===== Выбранный отрывок =====

Все чаще в приют, по наблюдениям Татьяны Петровны, попадают и дети наркоманов:

— За пару лет было всего два примера, когда такие родители выезжали на реабилитацию сроком на год, лечились, а дети временно отдавались на опеку бабушкам–дедушкам. Во всех остальных случаях, к сожалению, закончилось лишением родительских прав.

Но даже в таких сложных ситуациях делается все, чтобы у ребенка была семья. Как, например, у двух малышей, которые не пробыли в приюте и двух месяцев, как их мама–наркоманка умерла. Здоровье же папы, тоже наркозависимого, было настолько подорвано, что работать он не мог, а значит, детей вернуть ему было невозможно, хоть он их любил и очень жалел. Бабушка и дедушка опекунами стать не смогли по возрасту и состоянию здоровья. Специалистам центра удалось разрешить задачу, максимально учитывая интересы малышей. Им нашли усыновителей, которые согласились, вопреки тайне усыновления, сохранить родственные связи, позволив старикам общаться с внуками.

===== Предоставленные материалы =====

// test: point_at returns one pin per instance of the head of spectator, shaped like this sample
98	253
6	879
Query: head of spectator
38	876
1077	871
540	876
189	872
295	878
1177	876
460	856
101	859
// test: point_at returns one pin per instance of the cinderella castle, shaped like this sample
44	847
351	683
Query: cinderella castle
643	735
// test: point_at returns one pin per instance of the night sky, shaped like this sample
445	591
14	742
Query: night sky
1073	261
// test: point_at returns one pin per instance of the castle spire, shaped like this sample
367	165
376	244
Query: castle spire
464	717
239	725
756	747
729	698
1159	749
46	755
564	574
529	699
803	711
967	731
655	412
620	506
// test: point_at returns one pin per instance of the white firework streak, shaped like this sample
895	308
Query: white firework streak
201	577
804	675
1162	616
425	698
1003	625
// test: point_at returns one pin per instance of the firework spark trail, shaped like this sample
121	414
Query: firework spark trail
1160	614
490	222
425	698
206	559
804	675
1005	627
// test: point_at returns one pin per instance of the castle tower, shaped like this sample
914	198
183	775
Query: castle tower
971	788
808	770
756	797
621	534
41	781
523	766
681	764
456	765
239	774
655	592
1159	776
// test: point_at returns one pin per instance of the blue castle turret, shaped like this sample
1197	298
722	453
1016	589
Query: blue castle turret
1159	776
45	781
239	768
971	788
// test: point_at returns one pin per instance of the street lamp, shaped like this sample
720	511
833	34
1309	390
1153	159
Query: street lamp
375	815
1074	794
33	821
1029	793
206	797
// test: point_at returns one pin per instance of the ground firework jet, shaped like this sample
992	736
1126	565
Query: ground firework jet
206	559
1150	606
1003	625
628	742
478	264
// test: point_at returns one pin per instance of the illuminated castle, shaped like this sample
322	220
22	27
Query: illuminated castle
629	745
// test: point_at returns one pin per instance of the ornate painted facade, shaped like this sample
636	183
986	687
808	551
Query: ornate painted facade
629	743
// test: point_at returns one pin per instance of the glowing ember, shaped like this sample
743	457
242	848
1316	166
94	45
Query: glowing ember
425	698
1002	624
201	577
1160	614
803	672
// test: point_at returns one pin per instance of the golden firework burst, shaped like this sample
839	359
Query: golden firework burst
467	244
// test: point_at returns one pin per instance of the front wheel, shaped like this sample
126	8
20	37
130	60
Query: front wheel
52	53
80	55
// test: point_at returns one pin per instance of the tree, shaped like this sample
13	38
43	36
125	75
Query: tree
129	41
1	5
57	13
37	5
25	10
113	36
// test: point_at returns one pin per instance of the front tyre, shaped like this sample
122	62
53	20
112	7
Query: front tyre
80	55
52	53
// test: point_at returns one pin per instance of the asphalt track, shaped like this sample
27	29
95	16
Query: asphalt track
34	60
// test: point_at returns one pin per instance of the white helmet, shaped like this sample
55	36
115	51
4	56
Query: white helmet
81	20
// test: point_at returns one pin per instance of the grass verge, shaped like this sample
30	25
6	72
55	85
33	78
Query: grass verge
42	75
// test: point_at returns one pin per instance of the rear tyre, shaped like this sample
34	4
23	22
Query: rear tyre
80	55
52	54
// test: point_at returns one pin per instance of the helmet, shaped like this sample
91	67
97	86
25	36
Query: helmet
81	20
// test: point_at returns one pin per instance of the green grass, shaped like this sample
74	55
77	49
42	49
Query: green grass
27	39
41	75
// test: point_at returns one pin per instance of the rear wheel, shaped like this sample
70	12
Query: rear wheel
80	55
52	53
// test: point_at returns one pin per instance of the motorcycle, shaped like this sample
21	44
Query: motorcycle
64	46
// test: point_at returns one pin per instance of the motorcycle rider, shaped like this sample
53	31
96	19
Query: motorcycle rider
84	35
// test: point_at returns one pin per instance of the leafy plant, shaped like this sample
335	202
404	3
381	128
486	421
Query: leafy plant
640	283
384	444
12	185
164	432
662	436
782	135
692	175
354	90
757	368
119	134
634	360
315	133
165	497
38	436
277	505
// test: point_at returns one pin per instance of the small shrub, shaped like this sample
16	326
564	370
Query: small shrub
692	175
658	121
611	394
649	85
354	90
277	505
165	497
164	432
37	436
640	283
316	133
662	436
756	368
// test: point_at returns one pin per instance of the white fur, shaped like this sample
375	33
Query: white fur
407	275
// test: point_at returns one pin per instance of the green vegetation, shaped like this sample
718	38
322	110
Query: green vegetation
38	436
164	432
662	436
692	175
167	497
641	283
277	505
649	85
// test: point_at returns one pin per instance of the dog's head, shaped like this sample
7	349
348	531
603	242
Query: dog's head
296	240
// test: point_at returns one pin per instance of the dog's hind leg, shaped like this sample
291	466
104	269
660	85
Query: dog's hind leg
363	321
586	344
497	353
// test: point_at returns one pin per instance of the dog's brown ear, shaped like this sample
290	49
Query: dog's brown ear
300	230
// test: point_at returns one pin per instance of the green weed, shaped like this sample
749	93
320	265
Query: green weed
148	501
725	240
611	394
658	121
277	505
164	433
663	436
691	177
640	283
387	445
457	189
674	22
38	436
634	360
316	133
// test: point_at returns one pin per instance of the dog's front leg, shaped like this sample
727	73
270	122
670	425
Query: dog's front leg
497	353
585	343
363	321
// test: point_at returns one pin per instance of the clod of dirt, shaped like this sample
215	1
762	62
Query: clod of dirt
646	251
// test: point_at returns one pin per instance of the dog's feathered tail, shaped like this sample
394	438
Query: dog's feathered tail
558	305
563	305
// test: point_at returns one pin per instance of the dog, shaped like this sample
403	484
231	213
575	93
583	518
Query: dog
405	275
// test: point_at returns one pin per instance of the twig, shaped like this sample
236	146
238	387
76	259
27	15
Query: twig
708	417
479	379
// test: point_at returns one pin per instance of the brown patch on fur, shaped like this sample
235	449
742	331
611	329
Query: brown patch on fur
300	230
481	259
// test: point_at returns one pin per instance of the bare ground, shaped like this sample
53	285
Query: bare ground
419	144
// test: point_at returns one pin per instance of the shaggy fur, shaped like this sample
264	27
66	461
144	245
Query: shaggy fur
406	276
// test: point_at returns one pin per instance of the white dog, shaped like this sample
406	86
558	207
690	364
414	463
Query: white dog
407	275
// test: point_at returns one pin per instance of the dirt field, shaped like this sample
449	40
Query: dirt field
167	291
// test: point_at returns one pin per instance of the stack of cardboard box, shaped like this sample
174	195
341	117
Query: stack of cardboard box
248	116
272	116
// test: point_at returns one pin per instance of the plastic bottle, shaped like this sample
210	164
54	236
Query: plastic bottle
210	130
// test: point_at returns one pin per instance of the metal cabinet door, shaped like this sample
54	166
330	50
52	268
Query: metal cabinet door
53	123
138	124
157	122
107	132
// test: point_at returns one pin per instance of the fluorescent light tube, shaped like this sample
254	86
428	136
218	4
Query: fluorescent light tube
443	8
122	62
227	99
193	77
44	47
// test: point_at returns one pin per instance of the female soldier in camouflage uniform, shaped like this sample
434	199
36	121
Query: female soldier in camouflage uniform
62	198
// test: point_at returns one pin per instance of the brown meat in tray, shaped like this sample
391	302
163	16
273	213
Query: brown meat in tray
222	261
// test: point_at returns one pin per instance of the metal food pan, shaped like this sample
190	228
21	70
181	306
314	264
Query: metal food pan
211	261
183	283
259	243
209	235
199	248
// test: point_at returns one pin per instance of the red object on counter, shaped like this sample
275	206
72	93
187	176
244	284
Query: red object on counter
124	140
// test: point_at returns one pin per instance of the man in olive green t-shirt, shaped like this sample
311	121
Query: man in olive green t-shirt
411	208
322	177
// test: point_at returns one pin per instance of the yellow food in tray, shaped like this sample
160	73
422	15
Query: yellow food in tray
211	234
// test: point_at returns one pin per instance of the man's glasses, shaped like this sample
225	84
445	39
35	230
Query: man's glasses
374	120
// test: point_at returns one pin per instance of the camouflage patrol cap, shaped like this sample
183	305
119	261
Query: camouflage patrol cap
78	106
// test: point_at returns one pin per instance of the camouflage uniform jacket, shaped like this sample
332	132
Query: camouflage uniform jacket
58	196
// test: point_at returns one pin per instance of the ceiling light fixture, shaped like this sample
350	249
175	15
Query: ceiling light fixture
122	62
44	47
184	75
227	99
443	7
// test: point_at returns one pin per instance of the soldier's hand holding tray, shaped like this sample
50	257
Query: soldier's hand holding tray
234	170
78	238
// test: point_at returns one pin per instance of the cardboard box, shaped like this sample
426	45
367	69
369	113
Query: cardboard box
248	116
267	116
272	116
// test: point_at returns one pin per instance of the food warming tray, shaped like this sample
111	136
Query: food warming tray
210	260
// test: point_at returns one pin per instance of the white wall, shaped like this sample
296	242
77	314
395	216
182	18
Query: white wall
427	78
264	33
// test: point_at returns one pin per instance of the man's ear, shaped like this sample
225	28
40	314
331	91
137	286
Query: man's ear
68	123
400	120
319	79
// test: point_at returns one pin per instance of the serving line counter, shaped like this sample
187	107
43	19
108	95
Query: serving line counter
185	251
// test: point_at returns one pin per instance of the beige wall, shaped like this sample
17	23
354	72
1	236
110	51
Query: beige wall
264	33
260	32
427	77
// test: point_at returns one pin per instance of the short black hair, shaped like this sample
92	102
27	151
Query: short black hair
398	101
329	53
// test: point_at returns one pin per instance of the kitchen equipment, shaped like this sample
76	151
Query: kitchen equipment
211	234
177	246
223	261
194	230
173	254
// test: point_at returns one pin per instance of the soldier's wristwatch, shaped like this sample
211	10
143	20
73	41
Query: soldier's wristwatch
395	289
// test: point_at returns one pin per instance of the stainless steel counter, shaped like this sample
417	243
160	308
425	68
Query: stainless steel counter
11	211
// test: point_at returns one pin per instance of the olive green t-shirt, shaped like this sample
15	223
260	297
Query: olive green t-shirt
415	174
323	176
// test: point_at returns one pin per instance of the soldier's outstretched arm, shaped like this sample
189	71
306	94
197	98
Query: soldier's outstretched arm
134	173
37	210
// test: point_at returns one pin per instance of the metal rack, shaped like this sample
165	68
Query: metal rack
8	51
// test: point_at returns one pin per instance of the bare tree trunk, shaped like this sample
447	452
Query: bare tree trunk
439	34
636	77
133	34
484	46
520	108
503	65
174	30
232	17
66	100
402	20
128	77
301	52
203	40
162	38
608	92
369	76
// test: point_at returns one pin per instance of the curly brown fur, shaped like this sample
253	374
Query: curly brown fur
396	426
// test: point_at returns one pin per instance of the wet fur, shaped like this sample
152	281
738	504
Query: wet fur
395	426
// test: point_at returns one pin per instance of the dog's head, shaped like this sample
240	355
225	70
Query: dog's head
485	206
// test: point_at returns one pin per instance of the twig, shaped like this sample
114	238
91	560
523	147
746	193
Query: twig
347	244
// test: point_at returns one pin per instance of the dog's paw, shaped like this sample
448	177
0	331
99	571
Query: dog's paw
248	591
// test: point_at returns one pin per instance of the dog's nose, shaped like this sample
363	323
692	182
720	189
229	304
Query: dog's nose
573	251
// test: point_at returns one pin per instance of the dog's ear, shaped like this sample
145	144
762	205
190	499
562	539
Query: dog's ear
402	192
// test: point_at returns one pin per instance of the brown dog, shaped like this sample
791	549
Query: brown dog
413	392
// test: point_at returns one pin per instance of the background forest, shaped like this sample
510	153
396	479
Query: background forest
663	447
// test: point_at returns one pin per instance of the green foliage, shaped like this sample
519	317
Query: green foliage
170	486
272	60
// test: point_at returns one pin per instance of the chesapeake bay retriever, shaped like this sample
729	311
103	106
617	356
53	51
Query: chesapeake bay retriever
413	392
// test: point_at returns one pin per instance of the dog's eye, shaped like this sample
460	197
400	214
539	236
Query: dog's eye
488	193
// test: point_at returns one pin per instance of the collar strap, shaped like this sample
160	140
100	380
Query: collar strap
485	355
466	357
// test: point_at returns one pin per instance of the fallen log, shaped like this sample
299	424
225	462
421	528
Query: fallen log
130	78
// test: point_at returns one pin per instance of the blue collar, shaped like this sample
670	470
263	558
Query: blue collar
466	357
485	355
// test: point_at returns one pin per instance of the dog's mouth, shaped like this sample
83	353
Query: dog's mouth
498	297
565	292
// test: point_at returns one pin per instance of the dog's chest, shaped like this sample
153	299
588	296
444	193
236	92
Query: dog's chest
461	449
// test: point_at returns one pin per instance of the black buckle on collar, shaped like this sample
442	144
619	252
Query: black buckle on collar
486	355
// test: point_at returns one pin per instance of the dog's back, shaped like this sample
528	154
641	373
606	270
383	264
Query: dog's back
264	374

=====

[Задание 1] Перечислите все обстоятельства, из-за которых, согласно отрывку о приюте, двое малышей не могли жить с родными.
[Задание 2] Продолжите отрывок о приюте, начав сразу после его последнего предложения.

[Ответ на задание 1]
1. Их мама умерла.
2. Здоровье папы было настолько подорвано, что он не мог работать, поэтому вернуть ему детей было невозможно.
3. Бабушка и дедушка не смогли стать опекунами по возрасту и состоянию здоровья.

[Ответ на задание 2]
— Конечно, мы стараемся, чтобы у всех детей была семья. С 2010 по 2013 год вообще не брали направлений в интернат. В Московском районе 17 детских домов семейного типа, и это большой ресурс, особенно помогающий с детьми постарше, которым сложно найти семью. В случае, когда родителям вернуть ребенка невозможно, лучший вариант — конечно, усыновление, и их число растет: если в 2013 году это был всего один ребенок, то в 2014–м — 7, в прошлом году — 8 и уже в этом готовим документы для двоих. Помогает то, что на базе нашего центра проводятся диагностика и обучение потенциальных усыновителей и замещающих родителей и мы имеем возможность познакомить их с нашими детьми, — Татьяна Петровна признается, что жалеет всех детей, оказавшихся волею судьбы в приюте, но научилась строго относиться к родителям, которые не осознают своих проблем. Да, государство позаботится о каждом ребенке в любом случае, но ответственности с родных это не снимает.

Цифры «СБ»

У нас работают 138 социально–педагогических центров, из них 112 — с детскими социальными приютами. За 9 месяцев прошлого года в приюты было помещено 2.419 детей в возрасте от 3 до 18 лет. 2.340 в итоге сняты с учета, из них 1.372 возвращены в родные семьи — это 58,7%.

Кстати

Юридическую базу для создания социально–педагогических центров дал Декрет № 18. Главная их задача — профилактика семейного неблагополучия, помощь ребенку в трудной жизненной ситуации, работа с родными и замещающими семьями.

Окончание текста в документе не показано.